(PAGE EXCERPT):

|---|

One of the two Americans picked by Pope Francis to serve on a new commission studying the history of women serving as deacons in the Catholic Church said she is “honored” by the appointment and called the commission’s work “high stakes.”

Phyllis Zagano, who teaches religion at Hofstra University and who has written extensively about women deacons in the early church, told America she believes there are three questions to consider—two for the commission and one for Pope Francis.

“Were women ordained as deacons? I believe yes. Can women be ordained as deacons? I believe yes,” she said.

“Should women be ordained as deacons? This is a question for the Holy Father to discern on behalf of the whole church.”

Zagano is one of 12 people, including six women and six men, appointed to the commission, the Vatican announced Tuesday.

RELATED: Vatican Announces Commission on Women Deacons

If the church someday comes to the decision to ordain women deacons, Zagano said, she envisions it playing out differently across the globe.

It would be up to “individual bishops,” she said, “to decide first if he needs deacons and second if he needs women deacons.”

Zagano said local needs and customs would have to inform any decision about women deacons.

“I don’t think that as an American I can speak for all cultures,” she said.

“I can speak to the historical veracity of the women diaconate,” she continued. “But for me to tell the bishop of country x, y or z...he must have women deacons, I don’t think that’s my place.”

|---|

(WORK TO DO):
• A. Decide whether each statement agrees with the article on the women deacons commission. Answer yes or no for each, and quote the words of the article that decide it.
(i) Zagano teaches religion at Hofstra University.
(ii) Eight of the twelve people appointed to the commission are women.
(iii) Zagano says the commission should decide whether women should be ordained as deacons.
• B. Retype the article on the women deacons commission from "If the church" up to and including "about women deacons.".
• C. Extend the article on the women deacons commission past its last sentence.

(PROVIDED DATA):
|---|

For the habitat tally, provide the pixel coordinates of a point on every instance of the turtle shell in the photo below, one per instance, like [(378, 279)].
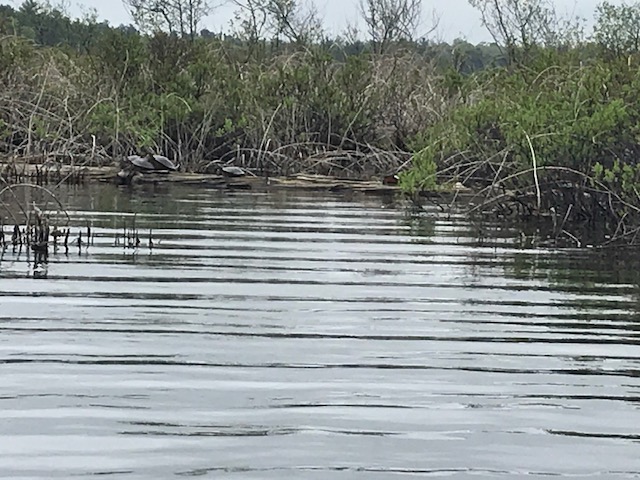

|---|

(RESPONSES IN ORDER):
• A.
(i) Yes: "who teaches religion at Hofstra University"
(ii) No: "Zagano is one of 12 people, including six women and six men, appointed to the commission"
(iii) No: "This is a question for the Holy Father to discern on behalf of the whole church."

• B.
If the church someday comes to the decision to ordain women deacons, Zagano said, she envisions it playing out differently across the globe.

It would be up to “individual bishops,” she said, “to decide first if he needs deacons and second if he needs women deacons.”

Zagano said local needs and customs would have to inform any decision about women deacons.

• C.
Zagano laid out her case for women deacons in a 2003 essay in America, in which she argued, “Women are now called and have been called in the past to the diaconate.”

“The ordained ministry of service by women is necessary to the church—that is, to both the people of God and the hierarchy,” she wrote. “As a result, the ordination of women to the diaconate is possible.”

RELATED: Catholic Women Deacons by Phyllis Zagano

Reacting to the pope’s announcement Tuesday, Chicago’s Archbishop Blase Cupich said in a statement that he welcomed the news, and he made a call for the church to place women in leadership roles.

“From the earliest days of the church, women rightly served in key leadership roles,” said Cupich, who was picked last month by the pope to serve on a committee that helps pick new bishops. “Still, the church must do better. Women deserve to be brought more fully into the decision-making of the church.”

A group advocating for women priests also praised the news.

“The commission to study the diaconate for women is an important step for the Vatican in recognizing its own history of honoring women's leadership,” the Women’s Ordination Conference said in a statement. “Biblical and historical evidence cites several women leaders working alongside men in the early church.”

Back in May, Pope Francis announced that he supported the idea of establishing a commission to investigate if women had ever served as ordained deacons or merely as assistants in the early church.

But the pope later said he was “angry” at media reports that suggested he was opening the diaconate to women, rather than offering support to study a particular historical question.

“They said, ‘The church opens the door to deaconesses.’ Really?” he said in a June 26 press conference. “I am a bit angry because this is not telling the truth of things.”

Catholic scholars of varying stripes tend to agree that women did serve in some sort of deacon-like role in the early church. The controversial question, however, is whether women leaders were ordained or if they assisted ordained priests and deacons.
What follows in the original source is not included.